> **Your instructions**
Copy out every line of the records below, swapping "pixel coordinates" for "x and y positions" wherever it appears and leaving everything else unchanged. Leave out the pictures.

[Pointing records]
▶

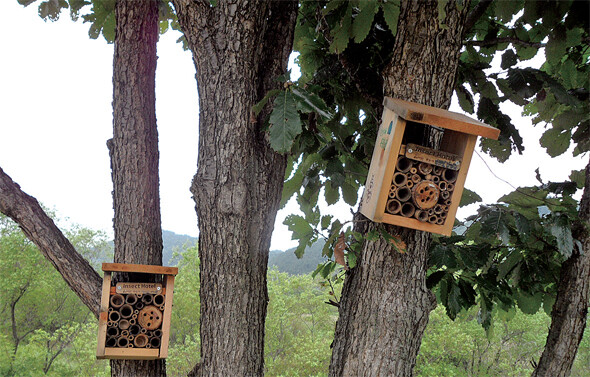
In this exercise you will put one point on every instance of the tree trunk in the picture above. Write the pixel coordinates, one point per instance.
(569, 313)
(238, 49)
(134, 152)
(55, 247)
(385, 303)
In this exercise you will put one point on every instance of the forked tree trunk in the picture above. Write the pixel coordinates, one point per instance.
(569, 313)
(385, 303)
(134, 152)
(238, 48)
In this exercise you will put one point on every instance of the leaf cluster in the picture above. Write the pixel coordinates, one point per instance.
(556, 94)
(100, 14)
(508, 254)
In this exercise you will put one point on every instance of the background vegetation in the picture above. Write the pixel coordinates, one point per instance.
(45, 330)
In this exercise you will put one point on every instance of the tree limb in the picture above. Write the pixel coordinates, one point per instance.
(476, 14)
(42, 231)
(497, 41)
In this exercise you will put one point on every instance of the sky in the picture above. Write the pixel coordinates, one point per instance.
(56, 116)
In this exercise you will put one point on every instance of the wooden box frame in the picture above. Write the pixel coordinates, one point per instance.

◀

> **Task output**
In this exercise you will put one point on every instance of the tree trunk in the picture above. Write the x and y positions, one point per instance.
(569, 313)
(238, 49)
(134, 152)
(55, 247)
(385, 303)
In this exercise you will put one point on every instance of the forked tree trunk in the picture above. Write the x and y positions, one point per instance.
(569, 313)
(385, 303)
(134, 152)
(238, 48)
In this exercise you will put one point on every instance of the leaf cluster in the picture above. Write the x and y positions, one point per instance.
(556, 94)
(100, 14)
(508, 254)
In this exercise you will put one point on every instance of the background vegetation in the picture above. Write the x and y positions, one point per instance.
(45, 330)
In this exercise you will put one point on every instance of the tree limb in the picture above. Write the x and y positions, one point per instance.
(476, 14)
(42, 231)
(497, 41)
In this exercise you will put one point on every instance of the sky in the picture above. Write the x and y positions, one point per instance.
(56, 116)
In this exercise you will put one point on every instance of the wooden box frame in the picture above. Write the x and y positions, one point per instance.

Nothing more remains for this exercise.